Copy every one of the items below verbatim, line by line, with no changes.
:: DATA ::
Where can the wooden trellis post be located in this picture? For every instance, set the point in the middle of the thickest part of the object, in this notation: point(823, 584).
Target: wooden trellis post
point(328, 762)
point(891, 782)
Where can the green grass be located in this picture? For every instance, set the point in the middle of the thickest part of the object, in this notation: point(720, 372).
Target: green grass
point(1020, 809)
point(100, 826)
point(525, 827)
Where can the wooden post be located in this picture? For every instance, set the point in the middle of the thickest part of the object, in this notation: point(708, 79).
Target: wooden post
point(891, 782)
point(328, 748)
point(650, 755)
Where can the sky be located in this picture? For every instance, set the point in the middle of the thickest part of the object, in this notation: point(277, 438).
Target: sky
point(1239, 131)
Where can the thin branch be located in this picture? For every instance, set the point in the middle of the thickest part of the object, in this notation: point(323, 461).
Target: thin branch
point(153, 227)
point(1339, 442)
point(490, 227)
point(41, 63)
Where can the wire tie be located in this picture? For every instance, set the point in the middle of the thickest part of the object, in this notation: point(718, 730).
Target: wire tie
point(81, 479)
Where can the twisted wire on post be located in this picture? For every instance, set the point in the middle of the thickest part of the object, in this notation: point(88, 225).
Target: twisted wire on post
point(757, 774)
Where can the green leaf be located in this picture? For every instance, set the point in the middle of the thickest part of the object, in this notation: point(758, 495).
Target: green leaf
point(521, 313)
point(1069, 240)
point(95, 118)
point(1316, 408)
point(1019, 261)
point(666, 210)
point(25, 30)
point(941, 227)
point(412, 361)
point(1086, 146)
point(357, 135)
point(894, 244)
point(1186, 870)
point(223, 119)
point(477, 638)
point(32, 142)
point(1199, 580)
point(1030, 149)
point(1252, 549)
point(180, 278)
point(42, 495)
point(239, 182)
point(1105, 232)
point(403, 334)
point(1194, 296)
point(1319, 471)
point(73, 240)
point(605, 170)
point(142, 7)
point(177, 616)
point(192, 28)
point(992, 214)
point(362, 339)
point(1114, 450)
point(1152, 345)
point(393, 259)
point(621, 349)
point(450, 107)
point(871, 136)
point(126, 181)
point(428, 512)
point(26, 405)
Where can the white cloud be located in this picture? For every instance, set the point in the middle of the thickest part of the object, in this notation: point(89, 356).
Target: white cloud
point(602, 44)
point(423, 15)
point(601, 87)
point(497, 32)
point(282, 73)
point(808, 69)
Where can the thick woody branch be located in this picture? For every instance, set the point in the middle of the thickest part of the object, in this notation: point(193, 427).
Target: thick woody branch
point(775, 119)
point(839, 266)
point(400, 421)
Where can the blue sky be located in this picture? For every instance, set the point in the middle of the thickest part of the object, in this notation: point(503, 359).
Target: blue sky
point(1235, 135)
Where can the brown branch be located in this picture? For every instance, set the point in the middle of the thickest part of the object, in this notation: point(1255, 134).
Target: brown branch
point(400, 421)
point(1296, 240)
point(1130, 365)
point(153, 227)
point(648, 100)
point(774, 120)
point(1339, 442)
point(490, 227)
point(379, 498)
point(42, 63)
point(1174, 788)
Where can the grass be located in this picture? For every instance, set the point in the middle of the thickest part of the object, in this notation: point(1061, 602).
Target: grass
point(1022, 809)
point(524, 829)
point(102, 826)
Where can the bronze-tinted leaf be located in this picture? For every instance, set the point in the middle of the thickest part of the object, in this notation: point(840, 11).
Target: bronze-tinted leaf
:::
* THE RESULT:
Where can the wooden trellis post be located in this picture? For every instance, set the point in the middle of the thickest part of the object, in this notation: point(823, 584).
Target: wooden trellis post
point(328, 762)
point(891, 782)
Where can the green grass be located in this picture? For every instance, set the point in the middle of the thickest part of the object, in this notation: point(720, 372).
Target: green grass
point(1020, 809)
point(100, 826)
point(525, 827)
Where can the wooden post be located in this picture? For every instance, set the point in the middle of the thickest part of the object, in this notation: point(708, 79).
Target: wooden post
point(891, 782)
point(328, 748)
point(650, 755)
Where can the sky be located in this picture? For every instance, set the point in the middle of the thickest part of the object, in this notation: point(277, 438).
Target: sky
point(1239, 131)
Where can the thin branch be located in this picture? For every instance, set the point in the middle of the thickest part of the object, in this notation: point(323, 461).
Target: thin branch
point(153, 227)
point(1339, 442)
point(490, 227)
point(41, 63)
Where can the wire tie be located in this picture? For every instance, set the point in the middle of the thickest part of the object, in this notation: point(718, 730).
Target: wire tie
point(81, 479)
Where can the twisted wire on post be located in this picture? For every instance, set the point in the middle of the thickest part of the object, in this notation: point(88, 225).
Target: twisted wire on post
point(757, 774)
Where can the green leaf be located in this picture? For every instance, set the point in the middle of the thickest part of the object, in this notation: point(758, 495).
Target: green leaf
point(521, 313)
point(1069, 240)
point(95, 118)
point(1316, 408)
point(1019, 261)
point(666, 210)
point(25, 30)
point(941, 227)
point(412, 361)
point(1086, 146)
point(357, 135)
point(894, 244)
point(1186, 870)
point(223, 119)
point(477, 638)
point(32, 142)
point(1199, 580)
point(1030, 149)
point(1252, 549)
point(180, 278)
point(42, 495)
point(239, 182)
point(1105, 232)
point(403, 334)
point(1194, 296)
point(1319, 471)
point(73, 240)
point(605, 170)
point(142, 7)
point(177, 616)
point(192, 28)
point(992, 214)
point(362, 339)
point(1114, 450)
point(1152, 345)
point(393, 259)
point(621, 349)
point(450, 107)
point(871, 136)
point(126, 181)
point(428, 512)
point(26, 405)
Where can the white cloud be located in this picture? For every instance, set the point in the middle of the thickest part of the object, in this notation: point(89, 356).
Target: white cloud
point(602, 44)
point(423, 15)
point(601, 87)
point(497, 32)
point(282, 73)
point(808, 69)
Where can the thick woody branch be located in this picture? For every instance, set the point in the middle of the thickest part of the object, in this notation: point(193, 427).
Target: thick woody branch
point(775, 119)
point(839, 266)
point(400, 421)
Where can the blue sky be located in this picture? For every instance, set the point in the middle of the thickest part of the object, in this notation: point(503, 359).
Target: blue sky
point(1235, 135)
Where can the brown branch be located in this picture? For every instance, set the point in the middle of the thickest part of the object, in this notation: point(1255, 134).
Target: brown branch
point(400, 421)
point(1296, 240)
point(1130, 365)
point(153, 227)
point(648, 100)
point(774, 120)
point(1339, 442)
point(490, 227)
point(379, 498)
point(42, 63)
point(1174, 788)
Where can the grass be located in this picture? For every instance, set the point in the middle of the thickest part of the object, in this notation: point(1061, 602).
Target: grass
point(1022, 809)
point(524, 829)
point(102, 826)
Where can the bronze-tinted leaf be located in this picture? For every instance, set the point in the middle of the thickest part of the object, in this notation: point(840, 11).
Target: bronze-tinted leaf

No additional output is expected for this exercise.